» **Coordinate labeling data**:
——————————
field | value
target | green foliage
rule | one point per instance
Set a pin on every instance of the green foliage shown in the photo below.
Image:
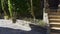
(22, 8)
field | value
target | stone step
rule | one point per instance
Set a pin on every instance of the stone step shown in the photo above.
(56, 28)
(54, 16)
(55, 23)
(54, 20)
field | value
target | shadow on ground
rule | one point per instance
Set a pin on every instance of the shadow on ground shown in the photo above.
(35, 30)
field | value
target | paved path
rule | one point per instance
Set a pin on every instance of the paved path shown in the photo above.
(19, 28)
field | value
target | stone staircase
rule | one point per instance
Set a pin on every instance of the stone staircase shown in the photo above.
(54, 20)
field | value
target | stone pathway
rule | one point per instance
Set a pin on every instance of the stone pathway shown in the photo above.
(8, 27)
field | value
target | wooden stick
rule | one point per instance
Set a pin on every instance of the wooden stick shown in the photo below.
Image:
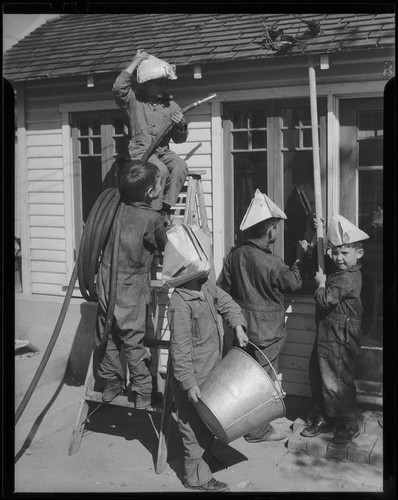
(317, 169)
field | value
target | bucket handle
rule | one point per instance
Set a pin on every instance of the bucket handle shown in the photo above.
——————————
Recast all the entries above as a numbered list with one line per item. Skip blank lines and leave out the pictures.

1. field | value
2. target | green foliage
3. rule | one point per instance
4. Set a pin on every instance of the green foliage shown in the photo below.
5. Image:
6. (22, 8)
7. field | value
8. target | stone step
9. rule | one point per instance
10. Set a pin on every instance of the stone step shown in the photo above.
11. (56, 28)
12. (54, 16)
13. (55, 23)
14. (54, 20)
15. field | value
16. target | shadow on ground
17. rule | one point per instance
18. Set a pin on every instance of the shadow on ground shown in the photo above.
19. (35, 30)
20. field | value
21. target | paved path
22. rule | one point per instance
23. Set a pin on every instance of the paved path shown in the photo above.
24. (19, 28)
25. field | value
26. target | stone staircase
27. rule | one point per instance
28. Set a pin on every instance of the stone staircase shown in the photo above.
29. (54, 20)
30. field | value
31. target | stone pathway
32. rule | one point per instance
33. Set a pin on every instance of the stone pathway shown in the photo above.
34. (8, 27)
35. field | value
36. target | wooden stick
37. rule | one point per instance
38. Set a pin on every instance of the wooden stick shown in the photo below.
39. Image:
40. (317, 169)
41. field | value
42. target | bucket handle
43. rule | one point per instance
44. Set a pin on every instance of the bucket handle shown in the photo above.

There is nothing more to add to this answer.